(Coordinate labeling data)
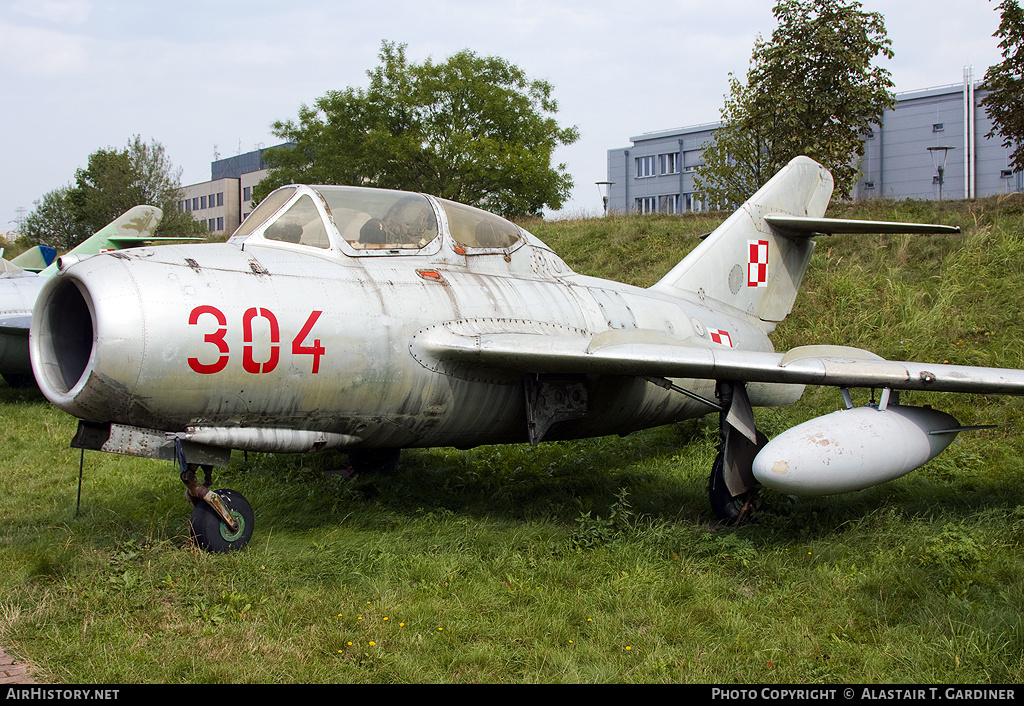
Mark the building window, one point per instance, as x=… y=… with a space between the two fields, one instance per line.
x=645 y=166
x=646 y=204
x=669 y=163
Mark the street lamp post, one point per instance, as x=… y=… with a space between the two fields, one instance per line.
x=603 y=188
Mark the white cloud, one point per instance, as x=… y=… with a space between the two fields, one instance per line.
x=65 y=11
x=27 y=51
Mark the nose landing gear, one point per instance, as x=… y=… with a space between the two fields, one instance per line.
x=222 y=520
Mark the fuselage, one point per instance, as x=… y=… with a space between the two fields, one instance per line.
x=265 y=333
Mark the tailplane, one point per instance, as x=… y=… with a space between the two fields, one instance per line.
x=755 y=261
x=132 y=227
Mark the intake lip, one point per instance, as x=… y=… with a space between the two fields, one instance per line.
x=62 y=338
x=87 y=339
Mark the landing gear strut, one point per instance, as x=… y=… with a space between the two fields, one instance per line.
x=732 y=488
x=221 y=521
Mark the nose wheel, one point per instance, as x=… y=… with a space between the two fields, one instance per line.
x=222 y=520
x=212 y=533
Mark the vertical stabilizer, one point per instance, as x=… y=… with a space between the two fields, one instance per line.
x=748 y=264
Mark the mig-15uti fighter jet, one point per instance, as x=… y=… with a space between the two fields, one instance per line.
x=372 y=321
x=22 y=279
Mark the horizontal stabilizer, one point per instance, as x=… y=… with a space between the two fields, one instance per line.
x=804 y=225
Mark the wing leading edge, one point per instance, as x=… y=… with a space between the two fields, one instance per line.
x=642 y=353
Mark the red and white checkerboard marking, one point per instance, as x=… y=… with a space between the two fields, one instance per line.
x=757 y=265
x=720 y=337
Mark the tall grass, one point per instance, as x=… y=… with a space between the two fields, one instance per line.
x=586 y=562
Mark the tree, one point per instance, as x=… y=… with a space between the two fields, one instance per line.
x=112 y=182
x=472 y=129
x=811 y=90
x=53 y=223
x=1005 y=81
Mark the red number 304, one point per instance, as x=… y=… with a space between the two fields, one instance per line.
x=248 y=363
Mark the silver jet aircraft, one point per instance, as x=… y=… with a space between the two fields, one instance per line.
x=22 y=279
x=372 y=321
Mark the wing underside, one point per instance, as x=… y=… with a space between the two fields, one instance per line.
x=654 y=354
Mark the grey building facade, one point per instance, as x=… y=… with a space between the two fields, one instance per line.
x=927 y=129
x=224 y=201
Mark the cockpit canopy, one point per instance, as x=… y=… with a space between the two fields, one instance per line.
x=360 y=220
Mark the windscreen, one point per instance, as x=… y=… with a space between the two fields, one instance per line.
x=381 y=219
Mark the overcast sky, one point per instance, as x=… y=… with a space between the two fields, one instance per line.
x=206 y=78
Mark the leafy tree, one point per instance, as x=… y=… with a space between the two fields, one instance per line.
x=810 y=90
x=472 y=129
x=1005 y=102
x=112 y=182
x=52 y=222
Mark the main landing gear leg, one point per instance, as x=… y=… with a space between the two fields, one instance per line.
x=732 y=488
x=221 y=521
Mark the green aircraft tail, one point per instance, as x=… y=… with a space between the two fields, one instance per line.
x=134 y=226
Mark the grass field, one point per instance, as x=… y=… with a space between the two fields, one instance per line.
x=586 y=562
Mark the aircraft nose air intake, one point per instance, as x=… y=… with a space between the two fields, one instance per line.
x=85 y=337
x=64 y=337
x=67 y=327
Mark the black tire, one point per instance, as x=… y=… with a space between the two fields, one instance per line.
x=365 y=461
x=212 y=534
x=728 y=509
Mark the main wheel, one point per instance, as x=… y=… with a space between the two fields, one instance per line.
x=212 y=534
x=728 y=508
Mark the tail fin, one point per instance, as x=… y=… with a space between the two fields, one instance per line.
x=36 y=258
x=134 y=226
x=756 y=260
x=745 y=262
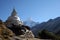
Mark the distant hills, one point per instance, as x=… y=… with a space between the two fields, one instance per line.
x=52 y=25
x=30 y=23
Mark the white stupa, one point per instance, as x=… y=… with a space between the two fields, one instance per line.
x=14 y=19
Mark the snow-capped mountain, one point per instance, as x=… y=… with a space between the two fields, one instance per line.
x=30 y=23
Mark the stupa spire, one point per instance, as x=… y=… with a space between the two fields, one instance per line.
x=14 y=13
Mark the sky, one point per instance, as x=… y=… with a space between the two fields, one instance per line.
x=37 y=10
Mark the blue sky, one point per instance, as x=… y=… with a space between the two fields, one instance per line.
x=38 y=10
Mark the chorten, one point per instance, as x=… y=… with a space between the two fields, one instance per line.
x=14 y=18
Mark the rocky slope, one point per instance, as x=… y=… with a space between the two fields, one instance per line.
x=52 y=25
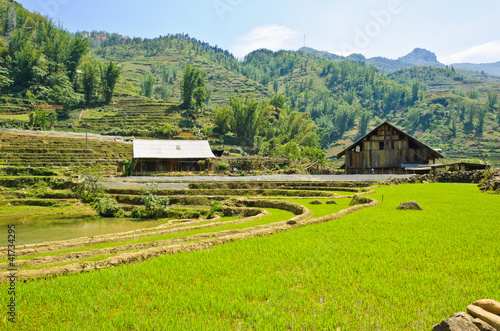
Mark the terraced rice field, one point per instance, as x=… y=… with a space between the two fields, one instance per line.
x=247 y=212
x=32 y=150
x=374 y=269
x=130 y=116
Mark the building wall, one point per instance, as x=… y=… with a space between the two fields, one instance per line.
x=385 y=152
x=161 y=165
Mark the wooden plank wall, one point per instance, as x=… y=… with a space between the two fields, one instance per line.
x=384 y=152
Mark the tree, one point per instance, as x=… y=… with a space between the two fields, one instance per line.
x=90 y=80
x=222 y=120
x=364 y=122
x=492 y=99
x=110 y=73
x=78 y=49
x=192 y=79
x=200 y=95
x=415 y=88
x=148 y=83
x=481 y=114
x=245 y=120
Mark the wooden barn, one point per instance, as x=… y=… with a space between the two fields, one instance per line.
x=387 y=150
x=170 y=155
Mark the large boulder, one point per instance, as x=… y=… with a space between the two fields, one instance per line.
x=456 y=323
x=410 y=205
x=463 y=322
x=489 y=318
x=359 y=200
x=489 y=305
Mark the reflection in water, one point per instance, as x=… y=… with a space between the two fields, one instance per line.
x=33 y=230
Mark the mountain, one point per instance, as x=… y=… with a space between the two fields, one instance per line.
x=488 y=68
x=418 y=57
x=421 y=57
x=342 y=95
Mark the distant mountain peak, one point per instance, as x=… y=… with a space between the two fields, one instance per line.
x=421 y=57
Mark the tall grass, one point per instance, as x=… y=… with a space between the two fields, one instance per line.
x=377 y=269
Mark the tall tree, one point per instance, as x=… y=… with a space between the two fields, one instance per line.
x=192 y=79
x=90 y=80
x=79 y=47
x=110 y=73
x=148 y=83
x=200 y=95
x=245 y=121
x=492 y=99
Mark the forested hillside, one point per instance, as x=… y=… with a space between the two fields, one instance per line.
x=278 y=103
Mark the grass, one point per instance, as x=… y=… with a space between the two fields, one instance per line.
x=375 y=269
x=22 y=117
x=323 y=209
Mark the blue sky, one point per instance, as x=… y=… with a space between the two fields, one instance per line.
x=457 y=31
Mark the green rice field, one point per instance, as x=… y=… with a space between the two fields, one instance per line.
x=375 y=269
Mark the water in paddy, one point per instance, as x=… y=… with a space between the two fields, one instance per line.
x=33 y=230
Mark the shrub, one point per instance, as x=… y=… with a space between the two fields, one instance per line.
x=216 y=207
x=222 y=166
x=107 y=207
x=155 y=207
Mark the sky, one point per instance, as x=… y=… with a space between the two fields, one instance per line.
x=455 y=30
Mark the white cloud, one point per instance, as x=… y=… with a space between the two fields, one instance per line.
x=485 y=53
x=273 y=37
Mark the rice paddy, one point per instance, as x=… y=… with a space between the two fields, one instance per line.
x=375 y=269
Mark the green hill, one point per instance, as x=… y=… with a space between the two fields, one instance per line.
x=344 y=97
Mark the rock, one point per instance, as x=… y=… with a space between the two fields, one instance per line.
x=358 y=200
x=491 y=306
x=456 y=323
x=489 y=318
x=481 y=325
x=410 y=205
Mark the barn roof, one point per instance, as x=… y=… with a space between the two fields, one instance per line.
x=434 y=153
x=172 y=149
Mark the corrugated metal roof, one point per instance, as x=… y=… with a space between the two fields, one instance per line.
x=172 y=149
x=418 y=142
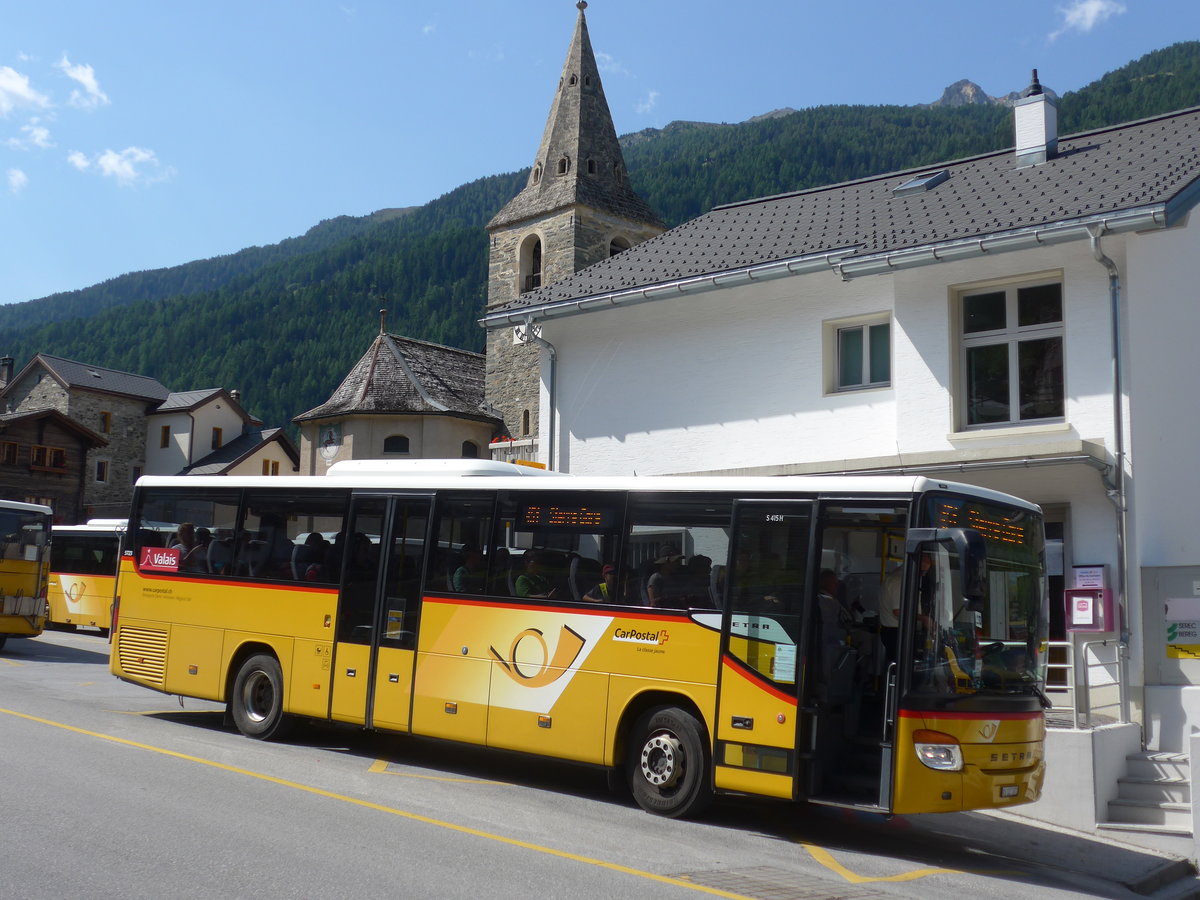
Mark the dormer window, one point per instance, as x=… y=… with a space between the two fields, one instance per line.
x=531 y=264
x=919 y=184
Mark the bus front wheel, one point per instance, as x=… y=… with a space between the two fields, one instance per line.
x=257 y=701
x=667 y=763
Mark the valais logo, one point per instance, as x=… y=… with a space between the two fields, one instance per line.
x=160 y=558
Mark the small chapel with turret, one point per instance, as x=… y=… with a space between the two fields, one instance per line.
x=577 y=209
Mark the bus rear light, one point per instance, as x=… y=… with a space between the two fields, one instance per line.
x=937 y=750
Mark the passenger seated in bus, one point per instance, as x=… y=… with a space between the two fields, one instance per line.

▸ **Given instruction**
Reproduce exactly the lines from the one with "Mark the stupa" up to and including the one with "x=489 y=305". Omit the pictures.

▸ **Response to this task**
Mark the stupa spire, one point per instance, as x=… y=… with a space between the two fields, one instance per line.
x=14 y=13
Mark the sky, one point per instance, as x=… y=… with a space between the two fields, one instance per line.
x=37 y=10
Mark the blue sky, one point per instance, as x=… y=… with a space between the two fields, one instance per line.
x=38 y=10
Mark the chorten, one point per instance, as x=… y=… with a space between the two fields, one instance per line.
x=14 y=18
Mark the rocky slope, one point per instance, as x=… y=… with a space between the two fields, one instance per line.
x=52 y=25
Mark the terraced rice field, one point per instance, as x=… y=… with a space between the two fields, one instance per line.
x=247 y=212
x=32 y=150
x=374 y=269
x=130 y=116
Mark the building wall, one point per instance, as x=… y=… with a space between the two fields, one instance per line.
x=385 y=152
x=161 y=165
Mark the wooden plank wall, one point per instance, as x=… y=… with a space between the two fields, one instance per line.
x=384 y=152
Mark the tree, one point per instance, as x=… y=… with a space between the two fields, one instance per line.
x=90 y=80
x=222 y=120
x=364 y=122
x=492 y=99
x=110 y=73
x=78 y=49
x=192 y=79
x=200 y=95
x=415 y=88
x=148 y=83
x=481 y=114
x=245 y=120
Mark the wooden barn, one point per instance, as x=… y=… with a space between the two fields, one instance per line.
x=387 y=150
x=170 y=155
Mark the large boulder, one point per instance, as x=… y=… with a space between the two fields, one instance per line.
x=456 y=323
x=410 y=205
x=463 y=322
x=489 y=318
x=359 y=200
x=489 y=305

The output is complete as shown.